### Exercise details
Change "forest floor" to "mossy ground" in the entries below, from the line with "Annotation task — mark the forest" up to and including the line with "<point>637,905</point>", and give back only those lines with nothing else altered.

begin Data provided

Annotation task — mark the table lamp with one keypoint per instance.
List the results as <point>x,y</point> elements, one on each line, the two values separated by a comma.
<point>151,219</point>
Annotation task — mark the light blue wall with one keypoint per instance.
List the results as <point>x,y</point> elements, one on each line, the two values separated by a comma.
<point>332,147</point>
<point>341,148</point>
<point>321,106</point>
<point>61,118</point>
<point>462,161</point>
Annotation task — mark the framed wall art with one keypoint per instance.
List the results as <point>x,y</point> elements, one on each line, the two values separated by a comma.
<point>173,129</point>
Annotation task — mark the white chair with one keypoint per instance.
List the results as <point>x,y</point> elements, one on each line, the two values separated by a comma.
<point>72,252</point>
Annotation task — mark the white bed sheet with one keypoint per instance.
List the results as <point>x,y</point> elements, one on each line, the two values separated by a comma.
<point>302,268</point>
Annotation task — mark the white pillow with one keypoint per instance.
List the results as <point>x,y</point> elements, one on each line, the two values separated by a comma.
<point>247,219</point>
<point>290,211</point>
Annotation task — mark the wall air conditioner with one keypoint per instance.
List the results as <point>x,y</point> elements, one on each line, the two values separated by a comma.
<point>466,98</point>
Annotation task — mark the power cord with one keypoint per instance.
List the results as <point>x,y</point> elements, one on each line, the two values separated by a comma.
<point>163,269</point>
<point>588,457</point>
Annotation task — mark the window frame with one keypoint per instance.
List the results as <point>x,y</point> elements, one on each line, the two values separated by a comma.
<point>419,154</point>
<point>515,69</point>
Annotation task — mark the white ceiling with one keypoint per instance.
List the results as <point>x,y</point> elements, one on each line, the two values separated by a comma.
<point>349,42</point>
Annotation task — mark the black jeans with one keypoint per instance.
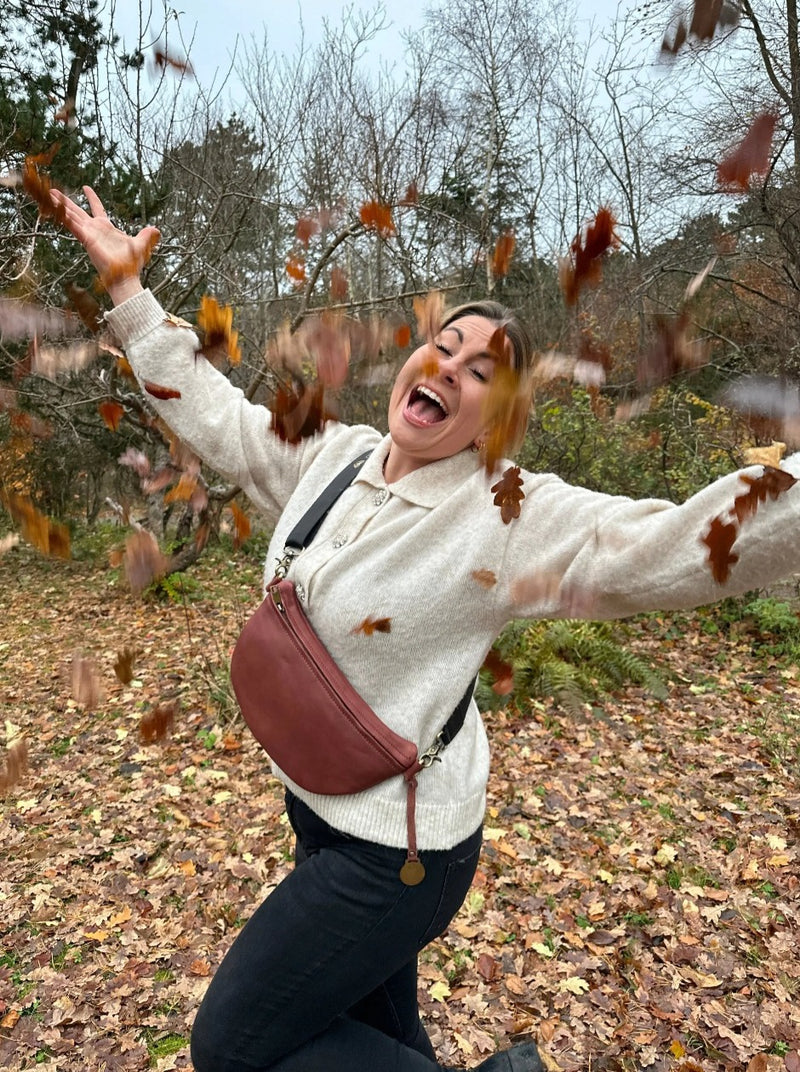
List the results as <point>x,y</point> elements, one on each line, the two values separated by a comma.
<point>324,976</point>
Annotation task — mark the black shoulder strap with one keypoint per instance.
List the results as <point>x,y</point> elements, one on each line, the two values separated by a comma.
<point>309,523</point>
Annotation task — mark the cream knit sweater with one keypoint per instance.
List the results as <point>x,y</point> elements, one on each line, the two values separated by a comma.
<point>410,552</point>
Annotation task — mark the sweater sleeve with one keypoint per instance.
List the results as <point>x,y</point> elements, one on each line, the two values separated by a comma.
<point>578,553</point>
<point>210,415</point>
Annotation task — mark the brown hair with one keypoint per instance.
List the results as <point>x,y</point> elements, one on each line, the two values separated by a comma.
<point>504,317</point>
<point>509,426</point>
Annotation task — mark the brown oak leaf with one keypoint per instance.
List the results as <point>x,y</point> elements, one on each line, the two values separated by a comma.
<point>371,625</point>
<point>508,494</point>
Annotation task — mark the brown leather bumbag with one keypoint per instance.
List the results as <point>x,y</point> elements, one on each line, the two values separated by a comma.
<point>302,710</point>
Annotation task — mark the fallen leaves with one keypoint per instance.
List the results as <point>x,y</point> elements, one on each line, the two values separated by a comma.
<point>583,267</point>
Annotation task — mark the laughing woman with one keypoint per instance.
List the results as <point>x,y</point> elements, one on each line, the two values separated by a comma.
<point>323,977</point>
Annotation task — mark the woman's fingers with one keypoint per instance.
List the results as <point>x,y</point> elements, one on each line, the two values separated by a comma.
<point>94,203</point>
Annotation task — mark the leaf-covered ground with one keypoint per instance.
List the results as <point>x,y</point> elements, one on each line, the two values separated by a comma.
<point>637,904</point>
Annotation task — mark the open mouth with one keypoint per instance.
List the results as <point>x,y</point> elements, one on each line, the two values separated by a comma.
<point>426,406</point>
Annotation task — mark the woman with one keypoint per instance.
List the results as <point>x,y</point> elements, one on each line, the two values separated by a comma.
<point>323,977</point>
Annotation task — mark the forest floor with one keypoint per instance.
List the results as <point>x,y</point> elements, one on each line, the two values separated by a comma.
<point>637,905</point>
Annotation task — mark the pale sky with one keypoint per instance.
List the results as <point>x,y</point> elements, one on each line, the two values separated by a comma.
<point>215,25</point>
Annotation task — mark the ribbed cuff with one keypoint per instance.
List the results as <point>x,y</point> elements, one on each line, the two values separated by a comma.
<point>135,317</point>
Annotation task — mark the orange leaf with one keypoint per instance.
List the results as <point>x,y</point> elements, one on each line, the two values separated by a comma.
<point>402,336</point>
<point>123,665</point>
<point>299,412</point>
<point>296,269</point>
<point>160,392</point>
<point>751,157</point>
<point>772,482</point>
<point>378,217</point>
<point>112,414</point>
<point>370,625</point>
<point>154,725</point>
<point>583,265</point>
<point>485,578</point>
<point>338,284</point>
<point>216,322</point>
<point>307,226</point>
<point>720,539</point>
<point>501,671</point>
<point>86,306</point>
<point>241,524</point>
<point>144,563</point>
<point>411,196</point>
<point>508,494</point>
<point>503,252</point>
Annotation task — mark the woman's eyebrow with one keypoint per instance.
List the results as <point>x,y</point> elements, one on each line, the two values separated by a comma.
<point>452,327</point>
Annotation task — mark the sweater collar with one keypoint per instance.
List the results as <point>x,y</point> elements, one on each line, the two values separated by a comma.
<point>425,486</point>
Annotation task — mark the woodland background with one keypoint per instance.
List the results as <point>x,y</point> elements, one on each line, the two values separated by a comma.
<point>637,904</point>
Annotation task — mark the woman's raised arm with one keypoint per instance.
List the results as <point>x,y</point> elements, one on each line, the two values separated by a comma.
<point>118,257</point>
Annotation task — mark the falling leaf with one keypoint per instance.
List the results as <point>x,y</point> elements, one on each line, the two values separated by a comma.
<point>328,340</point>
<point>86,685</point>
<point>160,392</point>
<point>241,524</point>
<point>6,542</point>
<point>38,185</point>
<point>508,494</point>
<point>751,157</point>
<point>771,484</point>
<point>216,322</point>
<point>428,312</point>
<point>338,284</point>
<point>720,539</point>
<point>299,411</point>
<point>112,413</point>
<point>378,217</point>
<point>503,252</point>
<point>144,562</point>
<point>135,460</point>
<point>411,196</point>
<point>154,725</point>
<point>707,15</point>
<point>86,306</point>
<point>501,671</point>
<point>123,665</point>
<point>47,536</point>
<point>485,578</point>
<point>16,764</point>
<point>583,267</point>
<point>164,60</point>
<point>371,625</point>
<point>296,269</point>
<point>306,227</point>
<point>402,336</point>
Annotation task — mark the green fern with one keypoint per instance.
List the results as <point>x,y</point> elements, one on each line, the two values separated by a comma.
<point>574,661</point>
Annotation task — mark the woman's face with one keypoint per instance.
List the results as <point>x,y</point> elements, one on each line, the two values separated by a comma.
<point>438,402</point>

end Data provided

### Answer to this task
Annotation task — mark the mossy ground with one keypoint per instance.
List the results as <point>x,y</point> elements, one on each line, the two values separated by a comma.
<point>637,905</point>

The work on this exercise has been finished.